Top of DATA TO USE
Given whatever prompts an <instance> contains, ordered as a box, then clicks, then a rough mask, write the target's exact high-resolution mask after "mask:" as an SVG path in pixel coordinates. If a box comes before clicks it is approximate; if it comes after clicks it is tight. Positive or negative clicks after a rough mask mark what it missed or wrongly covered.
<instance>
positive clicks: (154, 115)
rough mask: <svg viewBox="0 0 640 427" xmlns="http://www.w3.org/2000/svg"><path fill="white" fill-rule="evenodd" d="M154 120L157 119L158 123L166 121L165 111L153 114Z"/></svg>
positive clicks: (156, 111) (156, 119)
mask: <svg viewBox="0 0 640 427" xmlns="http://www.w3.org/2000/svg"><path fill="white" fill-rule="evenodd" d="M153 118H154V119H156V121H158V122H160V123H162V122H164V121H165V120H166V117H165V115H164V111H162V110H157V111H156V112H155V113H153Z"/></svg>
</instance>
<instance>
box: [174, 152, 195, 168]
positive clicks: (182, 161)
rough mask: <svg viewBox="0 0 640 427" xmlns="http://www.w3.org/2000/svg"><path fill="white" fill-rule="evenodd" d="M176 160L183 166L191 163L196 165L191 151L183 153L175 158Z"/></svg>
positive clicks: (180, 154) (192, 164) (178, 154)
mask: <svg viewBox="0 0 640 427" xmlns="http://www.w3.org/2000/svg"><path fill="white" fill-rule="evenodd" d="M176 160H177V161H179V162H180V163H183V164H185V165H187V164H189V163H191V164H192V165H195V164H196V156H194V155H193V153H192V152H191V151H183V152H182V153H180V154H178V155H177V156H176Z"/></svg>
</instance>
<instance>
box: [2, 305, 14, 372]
Bottom of DATA TO USE
**TASK DIRECTIONS:** Repeat every entry word for word.

**WRITTEN SOLUTION:**
Given whatever prompts an <instance> contains, ordered as a box, then clicks, then a rough mask, write the target's exact high-resolution mask after "mask:" as an SVG path in pixel coordinates. If a box comes before clicks it is approximate; if it comes after clicks it is tight. Positive or negative clicks after a rough mask mark what it missed or wrongly covered.
<instance>
positive clicks: (154, 115)
rough mask: <svg viewBox="0 0 640 427" xmlns="http://www.w3.org/2000/svg"><path fill="white" fill-rule="evenodd" d="M154 120L157 119L158 123L166 121L165 111L153 114Z"/></svg>
positive clicks: (156, 111) (156, 119)
mask: <svg viewBox="0 0 640 427" xmlns="http://www.w3.org/2000/svg"><path fill="white" fill-rule="evenodd" d="M153 118H154V119H156V121H158V122H160V123H162V122H164V121H165V120H166V117H165V115H164V111H162V110H157V111H156V112H155V113H153Z"/></svg>
</instance>
<instance>
box: [174, 152, 195, 168]
positive clicks: (182, 161)
rough mask: <svg viewBox="0 0 640 427" xmlns="http://www.w3.org/2000/svg"><path fill="white" fill-rule="evenodd" d="M176 160L183 166L191 163L196 165L191 151L183 153L175 158Z"/></svg>
positive clicks: (180, 154) (192, 164) (178, 154)
mask: <svg viewBox="0 0 640 427" xmlns="http://www.w3.org/2000/svg"><path fill="white" fill-rule="evenodd" d="M176 160H177V161H179V162H180V163H183V164H185V165H187V164H189V163H191V164H192V165H195V164H196V156H194V155H193V153H192V152H191V151H183V152H182V153H180V154H178V155H177V156H176Z"/></svg>
</instance>
<instance>
box: [2, 305, 14, 372]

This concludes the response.